## THE TASK
Repeat word for word everything in the passage on Lothar Wolleh from "From 1962 until" down to "Gotland in Sweden.".

Lothar Wolleh (January 20, 1930 – September 28, 1979) was a well-known German photographer.

Until the end of the sixties, Lothar Wolleh worked as a commercial photographer. He made portraits of international contemporary painters, sculptors and performance artists. Altogether, he photographed around 109 artists, including known personalities such as Georg Baselitz, Joseph Beuys, Dieter Roth, Jean Tinguely, René Magritte and his wife Georgette, Günther Uecker, Gerhard Richter, Edward Kienholz, Otto Piene, Niki de Saint Phalle, and Christo.

Lothar Wolleh was born in Berlin-Wedding, the first of four sons of the unmarried worker Else Martha Wolleh.[citation needed] He spent the World War II years in Berlin, suffering the heavy Allied bombing campaign that finished the long struggle. The death of his uncle's family as well as his participation "in the last squad" during the final battle for Berlin in April and May 1945 left deep psychological scars.[citation needed] In the grim, post-war years from 1946 to 1947, he studied "concrete painting" in the elementary school class at the Hochschule für angewandte Kunst ("University of applied arts") in Berlin-Weißensee.

From December 1947 to October 1949, he lived in “Boys Town” in Bad Vilbel, in a camp run by the US Army for uprooted young Germans, based on the model of Father Edward J. Flanagan. A few months after his return to Berlin in July 1950, he was arrested by the Soviet occupying forces and sentenced by a special court "OSO" (remote judgement from Moscow) to 15 years in a forced labor camp, for alleged espionage and diversion under Articles 58.6 and 58.9 of the USSR.[citation needed]

For the next six years, Wolleh was confined in the GULAG labor camp Vorkutlag in the USSR, where he did forced labor in a coal mine. Wolleh was able to return to Berlin in 1956, after Konrad Adenauer's successful negotiations for the return of German prisoners of war. Torture after his arrest, and the long hard detention and working conditions in coal mining, left behind physical damage and post-traumatic disorders. However, the GULAG labor camp Vorkutlag allowed Wolleh's first contact with photography and his mythical worship of light.[citation needed]

After his return from exile, from 1956 to 1957 Wolleh resumed his education in the Lette-Verein, a continuation school for photography, design, and fashion in Berlin. He took part in a regular monthly recovery program of the World Council of Churches for war-damaged youth.[citation needed] This program made it possible for him to visit the Swedish island of Gotland in 1958, which was an inspiration for his lifelong strong affinity towards Sweden, its culture, landscape, and people.

From 1962 until his death he lived and worked in Düsseldorf as a freelance photographer. Initially, he worked primarily in advertising, but later focused on his artistic work. In 1964 he married his wife Karin.[citation needed] His son Oliver was born in 1965, and his daughter Anouchka in 1966.

In 1979 Lothar Wolleh died after an asthma attack in London, shortly after he had photographed Henry Moore. His grave is on Gotland in Sweden.

Records from a dataset:
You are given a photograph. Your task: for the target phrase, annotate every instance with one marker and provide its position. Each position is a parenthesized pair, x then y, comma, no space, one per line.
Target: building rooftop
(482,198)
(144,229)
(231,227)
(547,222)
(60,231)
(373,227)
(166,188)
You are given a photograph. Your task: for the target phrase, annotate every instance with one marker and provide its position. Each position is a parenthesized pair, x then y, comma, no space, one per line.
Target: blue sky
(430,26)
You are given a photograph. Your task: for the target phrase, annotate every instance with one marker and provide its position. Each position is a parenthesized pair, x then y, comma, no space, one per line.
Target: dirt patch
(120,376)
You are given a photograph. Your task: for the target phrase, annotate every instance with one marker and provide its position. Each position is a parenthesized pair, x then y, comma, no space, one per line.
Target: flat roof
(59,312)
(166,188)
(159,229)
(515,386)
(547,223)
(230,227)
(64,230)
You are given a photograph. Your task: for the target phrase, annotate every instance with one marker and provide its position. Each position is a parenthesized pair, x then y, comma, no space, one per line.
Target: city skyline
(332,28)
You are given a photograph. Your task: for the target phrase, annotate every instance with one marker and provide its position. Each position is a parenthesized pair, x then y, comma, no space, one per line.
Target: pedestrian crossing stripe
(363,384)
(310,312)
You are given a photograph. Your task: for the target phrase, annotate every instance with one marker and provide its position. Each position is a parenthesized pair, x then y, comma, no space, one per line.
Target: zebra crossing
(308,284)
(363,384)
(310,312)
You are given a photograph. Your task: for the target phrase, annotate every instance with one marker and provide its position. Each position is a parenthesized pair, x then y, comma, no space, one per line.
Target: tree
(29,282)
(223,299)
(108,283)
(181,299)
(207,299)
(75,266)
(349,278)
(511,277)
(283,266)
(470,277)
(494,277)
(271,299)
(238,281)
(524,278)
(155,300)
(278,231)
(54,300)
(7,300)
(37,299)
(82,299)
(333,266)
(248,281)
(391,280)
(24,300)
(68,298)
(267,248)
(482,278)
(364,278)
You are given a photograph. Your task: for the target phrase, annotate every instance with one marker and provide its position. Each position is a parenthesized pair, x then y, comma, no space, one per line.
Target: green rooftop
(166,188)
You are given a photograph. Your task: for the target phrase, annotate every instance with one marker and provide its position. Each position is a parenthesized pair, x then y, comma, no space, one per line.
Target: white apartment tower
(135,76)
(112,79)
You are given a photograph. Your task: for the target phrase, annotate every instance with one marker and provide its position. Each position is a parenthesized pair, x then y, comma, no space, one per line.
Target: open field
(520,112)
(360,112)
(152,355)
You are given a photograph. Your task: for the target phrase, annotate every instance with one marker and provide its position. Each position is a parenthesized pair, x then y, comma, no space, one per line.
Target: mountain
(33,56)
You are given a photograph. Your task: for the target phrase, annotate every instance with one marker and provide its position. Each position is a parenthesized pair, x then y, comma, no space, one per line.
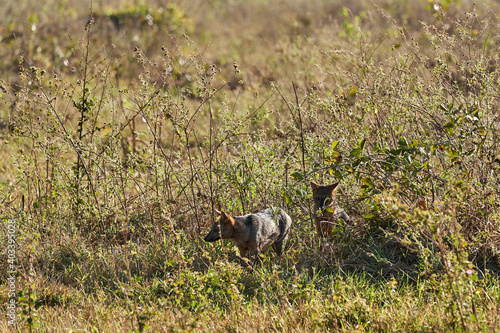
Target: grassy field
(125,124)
...
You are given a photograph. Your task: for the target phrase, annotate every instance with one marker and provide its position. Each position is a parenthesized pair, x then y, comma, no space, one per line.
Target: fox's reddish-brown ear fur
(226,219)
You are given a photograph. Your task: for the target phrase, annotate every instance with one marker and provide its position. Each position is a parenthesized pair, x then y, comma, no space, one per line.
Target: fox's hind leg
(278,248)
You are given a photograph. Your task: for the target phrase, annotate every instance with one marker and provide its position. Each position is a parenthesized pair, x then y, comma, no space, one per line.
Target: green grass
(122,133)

## FULL RESPONSE
From 1962 until his death he lived and worked in Düsseldorf as a freelance photographer. Initially, he worked primarily in advertising, but later focused on his artistic work. In 1964 he married his wife Karin.[citation needed] His son Oliver was born in 1965, and his daughter Anouchka in 1966.

In 1979 Lothar Wolleh died after an asthma attack in London, shortly after he had photographed Henry Moore. His grave is on Gotland in Sweden.